- **What you should do**:
Beginning at whichever line contains "Where can the low", reproduce each line of the records below word for word, ending with the last, and add nothing.

Segment Start: Given data

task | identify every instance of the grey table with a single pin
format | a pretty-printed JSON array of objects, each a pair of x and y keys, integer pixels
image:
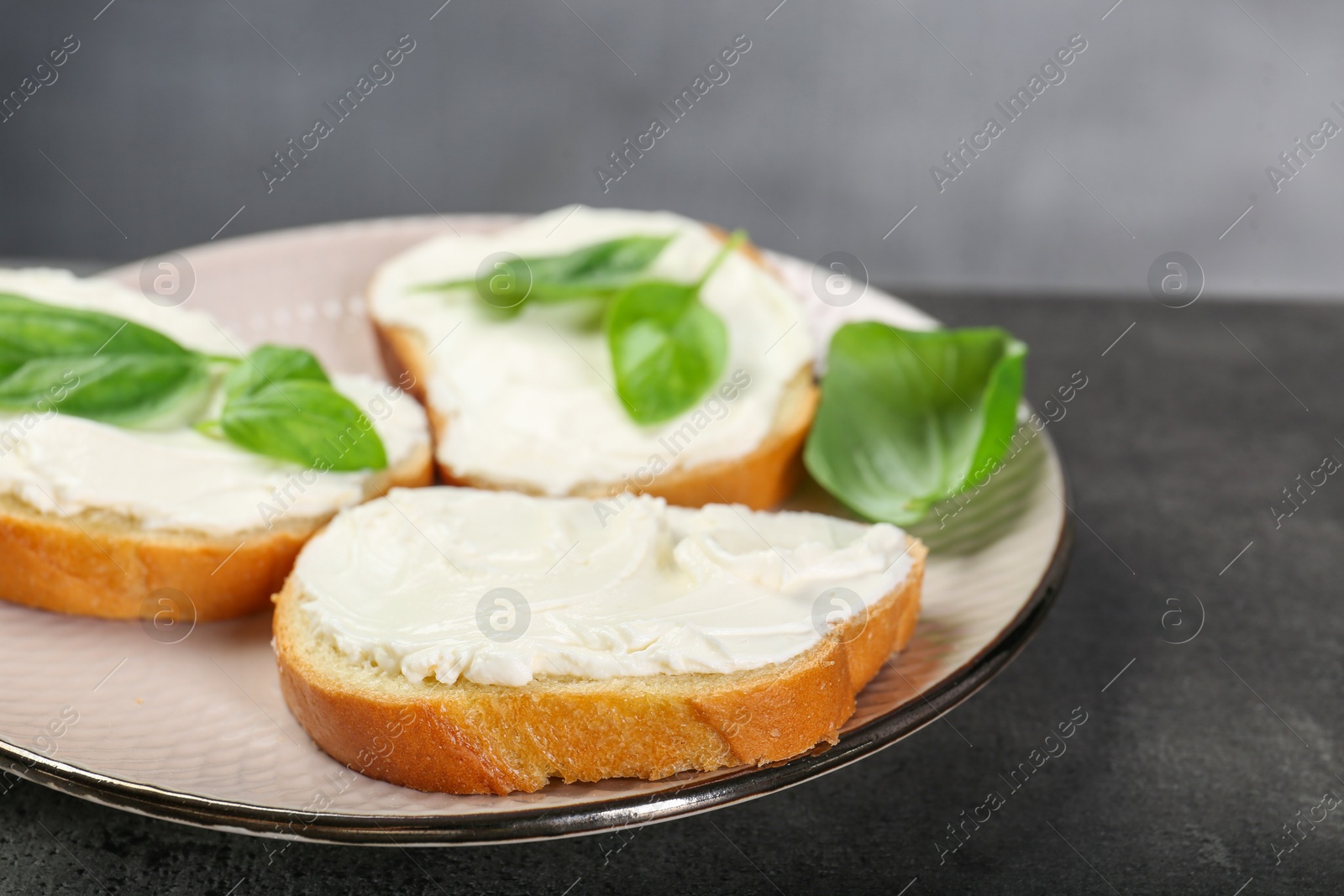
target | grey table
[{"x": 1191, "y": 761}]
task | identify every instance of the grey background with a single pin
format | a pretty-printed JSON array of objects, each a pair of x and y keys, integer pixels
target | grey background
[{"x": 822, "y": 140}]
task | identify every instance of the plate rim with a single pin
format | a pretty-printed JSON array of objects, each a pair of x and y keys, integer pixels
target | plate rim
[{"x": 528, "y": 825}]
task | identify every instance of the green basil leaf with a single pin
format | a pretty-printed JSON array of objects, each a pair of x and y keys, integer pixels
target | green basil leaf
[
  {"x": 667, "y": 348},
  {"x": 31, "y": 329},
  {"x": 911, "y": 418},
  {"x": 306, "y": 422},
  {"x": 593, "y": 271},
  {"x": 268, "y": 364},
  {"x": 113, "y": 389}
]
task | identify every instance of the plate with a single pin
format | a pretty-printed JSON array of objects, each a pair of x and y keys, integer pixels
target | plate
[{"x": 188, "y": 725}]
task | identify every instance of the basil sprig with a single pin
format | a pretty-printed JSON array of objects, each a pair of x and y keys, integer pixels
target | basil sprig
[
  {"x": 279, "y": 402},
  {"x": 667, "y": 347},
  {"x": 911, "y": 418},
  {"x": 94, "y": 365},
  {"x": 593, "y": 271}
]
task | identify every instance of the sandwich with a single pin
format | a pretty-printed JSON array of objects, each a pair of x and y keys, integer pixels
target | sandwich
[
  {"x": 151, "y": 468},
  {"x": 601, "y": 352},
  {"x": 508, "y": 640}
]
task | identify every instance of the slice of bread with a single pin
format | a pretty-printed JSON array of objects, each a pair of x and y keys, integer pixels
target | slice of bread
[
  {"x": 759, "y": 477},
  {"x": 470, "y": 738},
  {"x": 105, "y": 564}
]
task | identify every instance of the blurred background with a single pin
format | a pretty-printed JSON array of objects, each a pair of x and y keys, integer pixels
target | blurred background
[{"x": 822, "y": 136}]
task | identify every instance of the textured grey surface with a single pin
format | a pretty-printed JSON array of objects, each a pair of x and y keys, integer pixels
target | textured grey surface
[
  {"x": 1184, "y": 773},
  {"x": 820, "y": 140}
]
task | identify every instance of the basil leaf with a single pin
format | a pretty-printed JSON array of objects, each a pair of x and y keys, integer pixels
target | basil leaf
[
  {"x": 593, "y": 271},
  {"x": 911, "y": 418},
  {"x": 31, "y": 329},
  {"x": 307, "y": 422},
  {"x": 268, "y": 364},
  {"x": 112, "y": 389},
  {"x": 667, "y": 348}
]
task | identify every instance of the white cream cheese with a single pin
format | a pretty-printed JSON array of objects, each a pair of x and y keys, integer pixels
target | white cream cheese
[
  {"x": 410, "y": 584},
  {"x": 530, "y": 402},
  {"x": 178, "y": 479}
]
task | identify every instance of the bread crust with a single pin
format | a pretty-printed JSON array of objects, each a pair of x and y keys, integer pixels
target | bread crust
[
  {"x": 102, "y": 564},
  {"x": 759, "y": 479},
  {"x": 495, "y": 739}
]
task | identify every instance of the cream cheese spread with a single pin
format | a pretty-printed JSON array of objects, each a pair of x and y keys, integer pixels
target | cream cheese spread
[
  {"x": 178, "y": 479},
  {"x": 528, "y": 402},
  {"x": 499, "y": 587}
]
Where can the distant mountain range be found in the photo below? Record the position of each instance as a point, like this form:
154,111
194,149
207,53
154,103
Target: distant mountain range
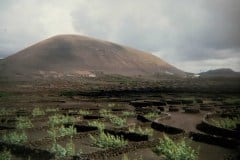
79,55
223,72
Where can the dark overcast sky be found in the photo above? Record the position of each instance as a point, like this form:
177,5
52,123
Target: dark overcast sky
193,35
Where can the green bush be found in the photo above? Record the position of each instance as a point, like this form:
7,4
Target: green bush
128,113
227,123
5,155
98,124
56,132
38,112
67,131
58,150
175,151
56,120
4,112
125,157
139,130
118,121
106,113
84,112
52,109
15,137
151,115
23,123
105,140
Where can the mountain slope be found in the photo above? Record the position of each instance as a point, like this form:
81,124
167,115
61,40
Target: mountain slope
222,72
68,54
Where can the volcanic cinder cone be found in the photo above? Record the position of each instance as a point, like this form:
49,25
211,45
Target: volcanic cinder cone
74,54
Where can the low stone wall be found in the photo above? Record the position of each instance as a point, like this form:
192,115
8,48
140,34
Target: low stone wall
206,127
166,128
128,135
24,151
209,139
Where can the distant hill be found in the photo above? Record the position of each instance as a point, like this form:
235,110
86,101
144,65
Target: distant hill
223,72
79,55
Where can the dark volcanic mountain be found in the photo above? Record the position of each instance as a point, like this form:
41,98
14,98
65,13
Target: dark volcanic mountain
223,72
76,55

Segment End: Given data

- **Solution**:
Where can the low stone wall be found in the photo above? Record the position of each instance as a point, like this form:
192,115
8,48
140,34
Target: low stone wall
206,127
166,128
128,135
24,151
209,139
Where can the distant hill be found in the photo above? Record the position of each instance as a point, like this form:
235,110
86,101
144,65
Target: distant hill
223,72
79,55
Where can the dark volcanic mountain be found in the photo above? Record the position of each instance as a point, like this form:
41,98
14,98
65,13
Target: dark volcanic mountain
223,72
76,55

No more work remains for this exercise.